• _Given task_: Count the lines in the records below that contain the string "daisy", matching case exactly, and give only the number.

• _Data shown_:
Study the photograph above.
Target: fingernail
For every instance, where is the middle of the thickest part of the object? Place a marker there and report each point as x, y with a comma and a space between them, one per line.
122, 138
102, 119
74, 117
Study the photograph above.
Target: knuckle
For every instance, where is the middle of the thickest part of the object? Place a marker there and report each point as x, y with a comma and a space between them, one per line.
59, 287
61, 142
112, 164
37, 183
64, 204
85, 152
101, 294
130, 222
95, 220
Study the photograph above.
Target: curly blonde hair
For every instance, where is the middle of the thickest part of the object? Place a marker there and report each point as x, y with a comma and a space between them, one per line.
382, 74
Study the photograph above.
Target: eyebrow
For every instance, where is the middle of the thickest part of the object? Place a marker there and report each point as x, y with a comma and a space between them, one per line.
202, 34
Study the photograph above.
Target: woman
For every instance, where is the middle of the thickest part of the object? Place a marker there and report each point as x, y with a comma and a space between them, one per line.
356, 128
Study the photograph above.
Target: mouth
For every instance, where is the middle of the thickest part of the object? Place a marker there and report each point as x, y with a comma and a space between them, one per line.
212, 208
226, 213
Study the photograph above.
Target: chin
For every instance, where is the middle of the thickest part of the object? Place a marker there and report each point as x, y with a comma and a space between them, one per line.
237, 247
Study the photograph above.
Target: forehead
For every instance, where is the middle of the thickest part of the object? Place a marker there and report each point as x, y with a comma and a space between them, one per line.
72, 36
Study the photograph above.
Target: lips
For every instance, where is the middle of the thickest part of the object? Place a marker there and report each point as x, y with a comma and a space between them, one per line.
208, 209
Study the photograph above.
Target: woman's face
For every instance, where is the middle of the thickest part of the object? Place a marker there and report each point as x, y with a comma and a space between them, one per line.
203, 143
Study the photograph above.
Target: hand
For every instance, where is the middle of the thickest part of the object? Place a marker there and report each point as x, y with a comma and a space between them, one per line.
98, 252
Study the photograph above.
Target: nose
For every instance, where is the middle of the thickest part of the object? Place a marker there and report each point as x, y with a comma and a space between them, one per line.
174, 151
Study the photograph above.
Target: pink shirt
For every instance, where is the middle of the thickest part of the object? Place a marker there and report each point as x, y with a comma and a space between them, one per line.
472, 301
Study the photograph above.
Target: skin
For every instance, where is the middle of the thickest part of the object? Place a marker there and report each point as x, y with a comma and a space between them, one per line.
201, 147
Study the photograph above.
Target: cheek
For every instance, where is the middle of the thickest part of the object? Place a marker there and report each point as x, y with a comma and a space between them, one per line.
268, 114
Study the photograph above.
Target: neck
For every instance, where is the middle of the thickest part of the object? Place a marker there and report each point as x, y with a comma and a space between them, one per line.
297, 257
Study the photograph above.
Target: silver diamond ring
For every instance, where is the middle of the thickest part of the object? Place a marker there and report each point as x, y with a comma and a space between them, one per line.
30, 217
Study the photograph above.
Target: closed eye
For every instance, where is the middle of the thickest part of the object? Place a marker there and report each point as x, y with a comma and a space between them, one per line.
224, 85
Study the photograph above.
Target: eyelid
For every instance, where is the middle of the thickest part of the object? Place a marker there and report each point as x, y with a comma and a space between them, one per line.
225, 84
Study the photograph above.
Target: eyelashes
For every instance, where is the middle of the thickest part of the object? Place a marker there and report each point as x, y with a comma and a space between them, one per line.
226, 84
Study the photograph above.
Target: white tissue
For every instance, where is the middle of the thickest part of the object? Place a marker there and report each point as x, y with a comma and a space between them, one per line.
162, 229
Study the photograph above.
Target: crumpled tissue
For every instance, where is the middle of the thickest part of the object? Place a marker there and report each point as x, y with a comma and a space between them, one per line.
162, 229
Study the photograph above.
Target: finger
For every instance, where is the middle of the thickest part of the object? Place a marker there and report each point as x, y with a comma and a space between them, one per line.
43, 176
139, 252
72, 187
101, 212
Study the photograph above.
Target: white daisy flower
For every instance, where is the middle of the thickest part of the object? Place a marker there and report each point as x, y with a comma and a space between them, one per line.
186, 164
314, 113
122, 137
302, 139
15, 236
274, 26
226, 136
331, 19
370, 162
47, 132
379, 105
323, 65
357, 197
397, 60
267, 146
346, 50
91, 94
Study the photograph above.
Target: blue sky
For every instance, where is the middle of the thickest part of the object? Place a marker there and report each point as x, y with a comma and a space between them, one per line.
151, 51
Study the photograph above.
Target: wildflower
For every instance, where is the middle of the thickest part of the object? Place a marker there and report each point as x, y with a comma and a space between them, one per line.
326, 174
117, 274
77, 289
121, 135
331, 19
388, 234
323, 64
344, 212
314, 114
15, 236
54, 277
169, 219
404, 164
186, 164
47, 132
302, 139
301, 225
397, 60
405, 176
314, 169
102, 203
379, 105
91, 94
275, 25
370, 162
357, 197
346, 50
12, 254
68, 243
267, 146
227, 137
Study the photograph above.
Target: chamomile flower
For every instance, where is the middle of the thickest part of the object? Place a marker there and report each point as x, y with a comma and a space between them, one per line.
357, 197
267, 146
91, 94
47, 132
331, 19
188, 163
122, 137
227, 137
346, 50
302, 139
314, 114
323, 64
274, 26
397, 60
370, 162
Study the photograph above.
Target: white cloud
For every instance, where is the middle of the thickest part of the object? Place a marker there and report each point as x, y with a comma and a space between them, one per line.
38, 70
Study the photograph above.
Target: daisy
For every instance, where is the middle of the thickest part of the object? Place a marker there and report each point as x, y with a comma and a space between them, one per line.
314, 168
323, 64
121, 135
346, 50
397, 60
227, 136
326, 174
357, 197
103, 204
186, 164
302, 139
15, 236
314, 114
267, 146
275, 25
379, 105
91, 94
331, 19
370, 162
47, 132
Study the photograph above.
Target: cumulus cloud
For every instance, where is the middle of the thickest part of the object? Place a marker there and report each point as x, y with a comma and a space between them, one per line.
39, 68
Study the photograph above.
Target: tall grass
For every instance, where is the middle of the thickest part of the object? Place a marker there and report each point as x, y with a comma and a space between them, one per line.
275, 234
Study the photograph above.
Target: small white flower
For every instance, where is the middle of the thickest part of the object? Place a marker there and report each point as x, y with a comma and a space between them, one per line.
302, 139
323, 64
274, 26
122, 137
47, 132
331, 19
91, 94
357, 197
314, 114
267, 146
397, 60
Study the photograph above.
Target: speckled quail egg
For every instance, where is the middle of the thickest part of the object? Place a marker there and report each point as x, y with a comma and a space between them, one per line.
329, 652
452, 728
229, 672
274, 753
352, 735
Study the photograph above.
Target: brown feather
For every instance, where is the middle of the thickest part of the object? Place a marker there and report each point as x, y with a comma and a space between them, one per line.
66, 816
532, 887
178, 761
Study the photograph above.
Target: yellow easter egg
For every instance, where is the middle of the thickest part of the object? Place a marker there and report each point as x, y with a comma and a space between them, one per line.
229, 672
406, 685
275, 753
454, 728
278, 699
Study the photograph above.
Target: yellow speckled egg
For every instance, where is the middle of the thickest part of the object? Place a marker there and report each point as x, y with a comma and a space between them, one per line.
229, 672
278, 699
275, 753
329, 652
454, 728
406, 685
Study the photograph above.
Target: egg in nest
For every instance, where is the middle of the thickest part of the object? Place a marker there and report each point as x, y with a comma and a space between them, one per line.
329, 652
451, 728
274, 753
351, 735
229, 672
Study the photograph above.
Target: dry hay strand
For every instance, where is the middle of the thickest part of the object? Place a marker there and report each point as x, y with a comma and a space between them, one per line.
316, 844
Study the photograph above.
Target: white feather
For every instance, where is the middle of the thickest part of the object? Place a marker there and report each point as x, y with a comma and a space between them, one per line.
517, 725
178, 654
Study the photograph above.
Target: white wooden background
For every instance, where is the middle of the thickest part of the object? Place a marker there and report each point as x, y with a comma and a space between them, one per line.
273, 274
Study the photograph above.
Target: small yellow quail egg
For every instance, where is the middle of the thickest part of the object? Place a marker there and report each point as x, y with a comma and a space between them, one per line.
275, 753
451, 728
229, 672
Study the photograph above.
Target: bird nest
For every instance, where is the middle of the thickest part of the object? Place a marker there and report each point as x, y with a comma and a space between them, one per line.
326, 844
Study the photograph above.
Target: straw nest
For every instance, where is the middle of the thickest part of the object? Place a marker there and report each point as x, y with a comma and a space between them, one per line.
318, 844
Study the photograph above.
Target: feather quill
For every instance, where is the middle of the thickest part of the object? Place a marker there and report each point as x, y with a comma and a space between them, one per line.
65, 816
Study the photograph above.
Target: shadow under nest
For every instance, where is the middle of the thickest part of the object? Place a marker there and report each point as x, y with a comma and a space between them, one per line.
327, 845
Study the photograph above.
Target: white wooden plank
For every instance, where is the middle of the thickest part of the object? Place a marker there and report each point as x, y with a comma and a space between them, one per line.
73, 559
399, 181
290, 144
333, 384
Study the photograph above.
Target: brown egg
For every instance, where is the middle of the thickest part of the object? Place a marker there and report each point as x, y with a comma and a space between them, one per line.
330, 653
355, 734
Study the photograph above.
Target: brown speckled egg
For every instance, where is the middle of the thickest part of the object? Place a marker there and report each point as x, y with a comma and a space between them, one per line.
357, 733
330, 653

• _Answer to the problem_: 2